_Work order_
Within the records that follow, restate exactly the lines from the line with "Practice: put a marker on each instance of the lower" down to the line with "Label a point on each instance of the cumulus", including both. Omit the pictures.

_Stored data entries_
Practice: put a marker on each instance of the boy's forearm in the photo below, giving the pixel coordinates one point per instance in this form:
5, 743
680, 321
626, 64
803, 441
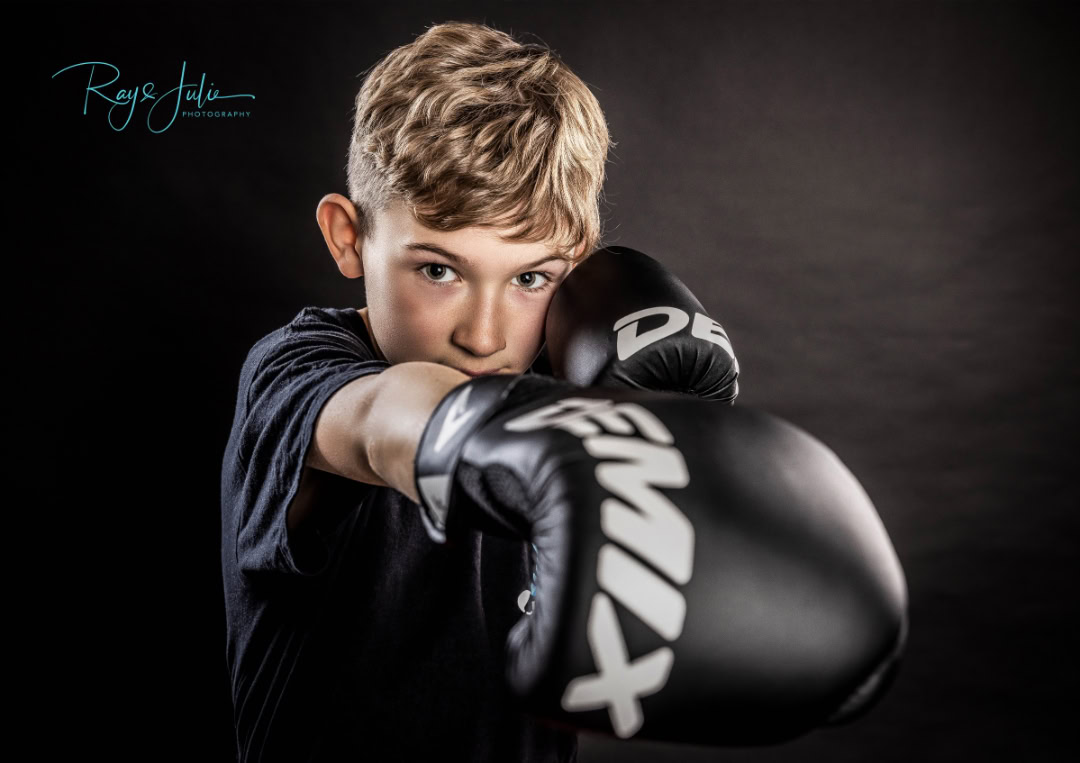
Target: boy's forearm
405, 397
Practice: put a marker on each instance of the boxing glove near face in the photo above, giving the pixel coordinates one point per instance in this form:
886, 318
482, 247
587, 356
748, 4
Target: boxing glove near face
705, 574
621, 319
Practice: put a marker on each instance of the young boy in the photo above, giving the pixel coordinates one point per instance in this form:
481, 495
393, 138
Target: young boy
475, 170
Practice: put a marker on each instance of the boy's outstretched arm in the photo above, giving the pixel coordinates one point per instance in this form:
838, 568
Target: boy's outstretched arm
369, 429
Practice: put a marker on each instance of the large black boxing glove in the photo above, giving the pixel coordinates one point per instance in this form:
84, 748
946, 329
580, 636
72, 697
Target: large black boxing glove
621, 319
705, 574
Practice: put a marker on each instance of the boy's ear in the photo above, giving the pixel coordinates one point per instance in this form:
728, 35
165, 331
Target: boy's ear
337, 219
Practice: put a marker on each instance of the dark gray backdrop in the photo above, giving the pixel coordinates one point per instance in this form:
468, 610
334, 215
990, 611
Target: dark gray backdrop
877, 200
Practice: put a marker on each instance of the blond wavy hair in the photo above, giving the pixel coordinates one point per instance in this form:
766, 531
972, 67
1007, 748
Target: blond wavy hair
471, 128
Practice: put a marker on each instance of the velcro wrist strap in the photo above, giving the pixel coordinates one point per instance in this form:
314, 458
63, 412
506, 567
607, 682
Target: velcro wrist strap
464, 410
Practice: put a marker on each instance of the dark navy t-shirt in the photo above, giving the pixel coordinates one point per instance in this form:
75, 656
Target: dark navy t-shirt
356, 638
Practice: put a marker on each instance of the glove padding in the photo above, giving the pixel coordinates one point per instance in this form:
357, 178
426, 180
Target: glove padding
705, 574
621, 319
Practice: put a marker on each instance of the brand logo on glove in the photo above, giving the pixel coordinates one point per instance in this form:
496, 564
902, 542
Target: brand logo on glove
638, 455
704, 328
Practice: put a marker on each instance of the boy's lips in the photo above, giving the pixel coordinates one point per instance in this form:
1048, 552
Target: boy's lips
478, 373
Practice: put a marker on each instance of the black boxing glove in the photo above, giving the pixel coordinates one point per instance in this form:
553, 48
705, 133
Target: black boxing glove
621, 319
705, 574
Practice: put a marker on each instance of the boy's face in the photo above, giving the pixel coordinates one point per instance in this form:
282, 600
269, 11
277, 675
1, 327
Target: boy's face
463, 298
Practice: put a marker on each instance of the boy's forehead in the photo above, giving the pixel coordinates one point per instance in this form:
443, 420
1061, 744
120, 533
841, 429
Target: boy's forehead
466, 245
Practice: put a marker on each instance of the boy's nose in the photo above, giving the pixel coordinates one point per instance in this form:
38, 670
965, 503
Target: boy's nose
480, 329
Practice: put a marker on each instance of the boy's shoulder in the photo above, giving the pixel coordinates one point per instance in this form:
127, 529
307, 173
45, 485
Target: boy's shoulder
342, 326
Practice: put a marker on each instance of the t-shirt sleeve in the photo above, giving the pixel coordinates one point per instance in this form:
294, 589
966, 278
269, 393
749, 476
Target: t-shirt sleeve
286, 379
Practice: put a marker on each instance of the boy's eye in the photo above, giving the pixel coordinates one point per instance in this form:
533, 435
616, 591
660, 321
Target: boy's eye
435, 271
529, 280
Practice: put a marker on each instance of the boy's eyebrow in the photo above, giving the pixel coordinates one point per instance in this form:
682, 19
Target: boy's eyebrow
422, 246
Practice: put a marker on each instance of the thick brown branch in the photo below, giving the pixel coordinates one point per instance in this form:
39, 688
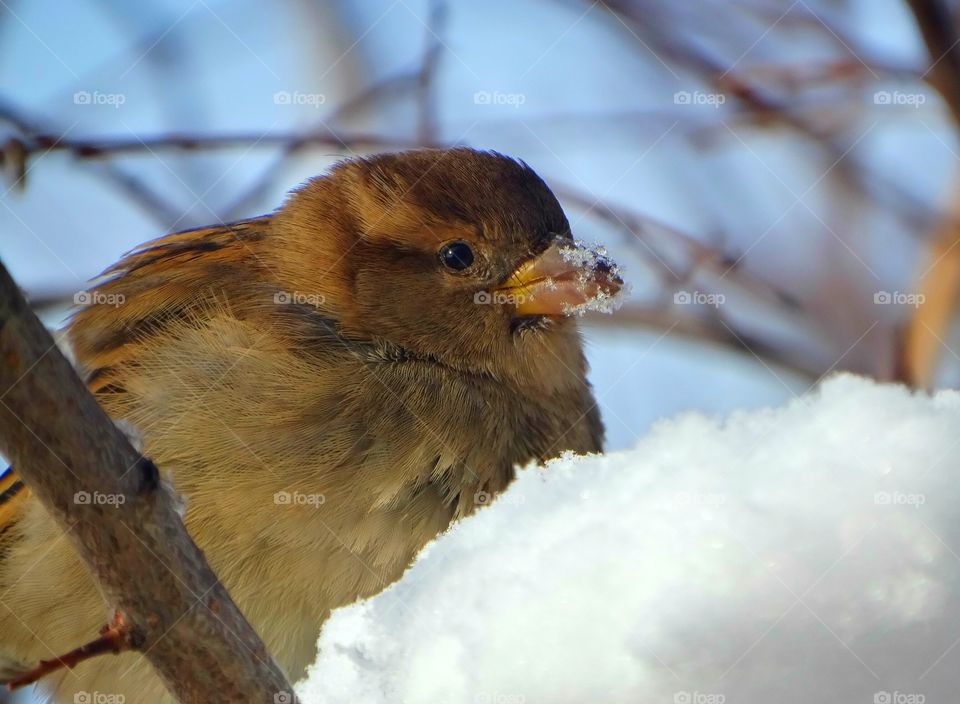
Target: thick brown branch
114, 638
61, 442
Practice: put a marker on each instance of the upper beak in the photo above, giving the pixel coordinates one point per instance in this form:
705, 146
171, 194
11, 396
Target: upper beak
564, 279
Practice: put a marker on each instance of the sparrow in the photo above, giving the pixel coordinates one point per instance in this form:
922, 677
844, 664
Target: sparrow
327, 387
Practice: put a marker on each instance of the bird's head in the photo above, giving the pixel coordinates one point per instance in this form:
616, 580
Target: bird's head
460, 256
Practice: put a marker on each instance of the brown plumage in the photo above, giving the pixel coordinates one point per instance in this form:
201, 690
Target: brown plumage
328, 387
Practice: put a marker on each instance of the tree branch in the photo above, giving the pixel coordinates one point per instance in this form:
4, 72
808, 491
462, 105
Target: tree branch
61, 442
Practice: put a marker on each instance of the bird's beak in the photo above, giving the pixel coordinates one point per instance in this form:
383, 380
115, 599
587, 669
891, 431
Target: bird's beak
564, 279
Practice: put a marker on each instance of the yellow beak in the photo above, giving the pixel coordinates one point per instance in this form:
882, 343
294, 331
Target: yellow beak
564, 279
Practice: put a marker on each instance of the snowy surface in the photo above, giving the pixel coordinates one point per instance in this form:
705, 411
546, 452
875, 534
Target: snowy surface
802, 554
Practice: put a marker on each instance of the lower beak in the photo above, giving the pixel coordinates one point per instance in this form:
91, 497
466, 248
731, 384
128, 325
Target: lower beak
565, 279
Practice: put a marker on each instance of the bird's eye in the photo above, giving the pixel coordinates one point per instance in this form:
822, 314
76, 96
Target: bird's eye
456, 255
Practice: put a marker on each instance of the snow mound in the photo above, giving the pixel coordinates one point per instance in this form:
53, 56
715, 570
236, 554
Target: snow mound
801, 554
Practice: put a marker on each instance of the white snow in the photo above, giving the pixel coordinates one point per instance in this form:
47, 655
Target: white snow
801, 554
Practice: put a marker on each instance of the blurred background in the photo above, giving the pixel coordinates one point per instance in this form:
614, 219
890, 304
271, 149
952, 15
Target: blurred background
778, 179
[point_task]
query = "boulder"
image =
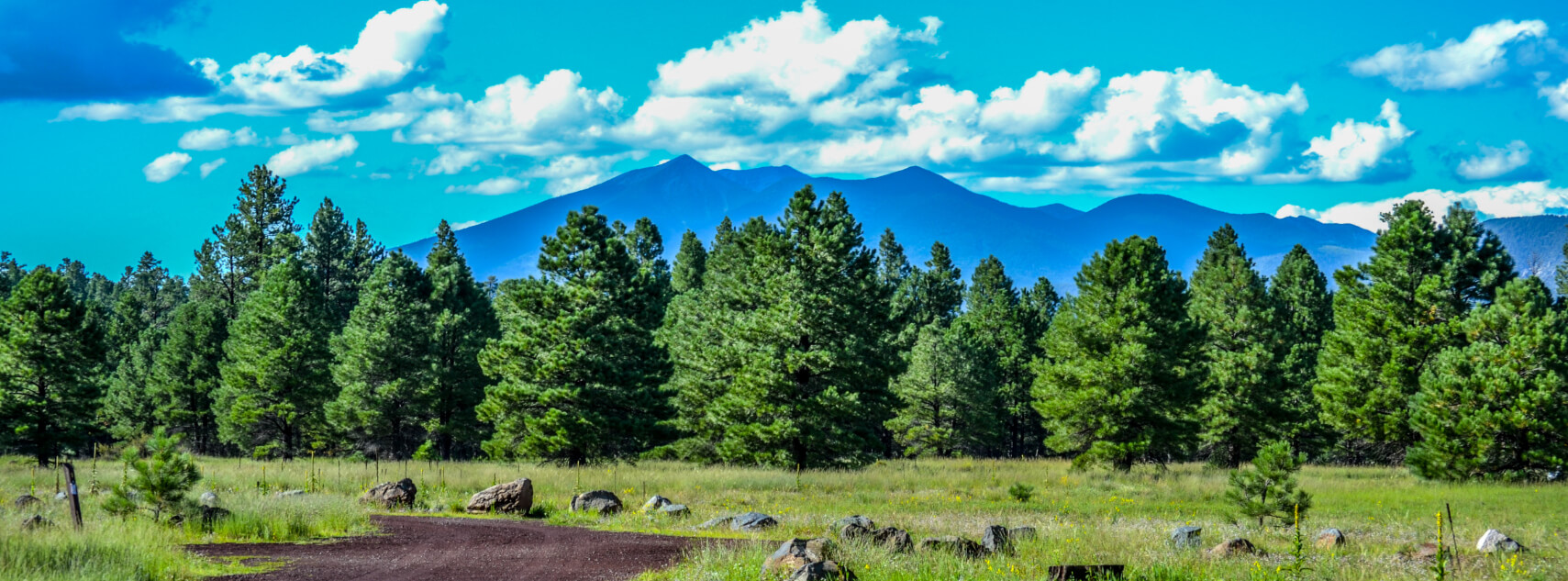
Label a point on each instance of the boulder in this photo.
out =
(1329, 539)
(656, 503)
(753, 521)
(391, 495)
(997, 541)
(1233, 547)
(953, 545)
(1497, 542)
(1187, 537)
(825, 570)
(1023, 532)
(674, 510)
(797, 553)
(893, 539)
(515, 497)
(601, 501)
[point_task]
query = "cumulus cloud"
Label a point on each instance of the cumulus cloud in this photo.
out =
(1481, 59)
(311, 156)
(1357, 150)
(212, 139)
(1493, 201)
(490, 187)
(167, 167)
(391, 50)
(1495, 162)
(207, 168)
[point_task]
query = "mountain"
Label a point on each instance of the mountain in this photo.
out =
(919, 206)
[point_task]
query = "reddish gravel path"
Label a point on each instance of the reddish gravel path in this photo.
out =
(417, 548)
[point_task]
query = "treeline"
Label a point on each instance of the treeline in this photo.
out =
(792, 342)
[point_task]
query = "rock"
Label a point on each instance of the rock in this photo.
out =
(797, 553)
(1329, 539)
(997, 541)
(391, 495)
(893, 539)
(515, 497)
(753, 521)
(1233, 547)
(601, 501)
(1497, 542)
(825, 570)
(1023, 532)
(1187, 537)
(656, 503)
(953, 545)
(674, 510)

_Your response_
Practice: put a marker on each instance of the lower beak in the photo above, giving the pixel coordinates one point per instance in this form:
91, 497
466, 248
731, 384
128, 325
Target: lower beak
565, 279
Practice: put a marker on each instance of the bird's eye in the photo above, giving the pixel coordinates one point per instance in this form:
822, 314
76, 96
Target: bird's eye
456, 255
Practice: put a marker on each instance of the snow mound in the photo above, giving the pixel coordinates one point per instance in this form:
53, 56
715, 570
236, 554
Target: snow mound
801, 554
Practice: put a marker on each instance of the white snow in the photo above, giving the pixel coordinates one point per instance in this form:
47, 655
Target: white snow
801, 554
Practice: put a marker on each instance of the blurred background in the photo above, giving the pixel coordinates one point per instance in this form:
614, 219
890, 304
271, 149
952, 15
Target: blurred background
778, 179
[point_task]
query = "boulder"
image =
Label a point on each instance of the boulder in this photo.
out =
(1329, 539)
(656, 503)
(753, 521)
(391, 495)
(997, 541)
(1233, 547)
(953, 545)
(1497, 542)
(1187, 537)
(825, 570)
(1023, 532)
(674, 510)
(797, 553)
(893, 539)
(515, 497)
(601, 501)
[point_task]
query = "cumulus cloud"
Label a point on each instance of the cumulus cloud in this photo.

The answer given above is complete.